* [Directions for this task]: Report all lines below with the word "truck".

+++ Provided records

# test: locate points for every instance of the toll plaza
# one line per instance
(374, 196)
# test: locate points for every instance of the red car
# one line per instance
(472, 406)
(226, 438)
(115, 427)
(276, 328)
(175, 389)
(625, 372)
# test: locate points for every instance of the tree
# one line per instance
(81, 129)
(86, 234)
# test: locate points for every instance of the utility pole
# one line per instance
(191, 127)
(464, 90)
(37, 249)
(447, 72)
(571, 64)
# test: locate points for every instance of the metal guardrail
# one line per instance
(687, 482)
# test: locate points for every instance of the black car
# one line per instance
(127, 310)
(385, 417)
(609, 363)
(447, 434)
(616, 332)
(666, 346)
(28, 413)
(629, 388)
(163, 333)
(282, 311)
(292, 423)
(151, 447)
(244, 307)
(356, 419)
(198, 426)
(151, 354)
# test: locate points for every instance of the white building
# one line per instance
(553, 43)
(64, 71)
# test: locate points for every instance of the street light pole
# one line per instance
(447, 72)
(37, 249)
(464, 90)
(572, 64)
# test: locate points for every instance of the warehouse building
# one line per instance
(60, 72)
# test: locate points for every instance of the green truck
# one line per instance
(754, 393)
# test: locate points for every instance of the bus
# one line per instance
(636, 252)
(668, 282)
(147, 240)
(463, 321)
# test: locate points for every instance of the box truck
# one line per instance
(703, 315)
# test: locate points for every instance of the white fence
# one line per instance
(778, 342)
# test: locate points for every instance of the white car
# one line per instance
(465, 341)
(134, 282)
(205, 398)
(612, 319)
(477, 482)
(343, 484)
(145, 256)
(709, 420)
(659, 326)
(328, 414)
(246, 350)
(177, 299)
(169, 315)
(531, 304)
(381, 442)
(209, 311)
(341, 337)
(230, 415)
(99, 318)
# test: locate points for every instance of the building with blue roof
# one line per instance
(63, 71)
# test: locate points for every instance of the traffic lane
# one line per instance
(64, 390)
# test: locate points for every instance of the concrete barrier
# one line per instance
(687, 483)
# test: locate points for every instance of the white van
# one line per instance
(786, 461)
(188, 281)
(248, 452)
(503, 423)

++++++

* [Task solution]:
# test: locate points for every instance of the green truck
# test: locate points for every instance of the box truck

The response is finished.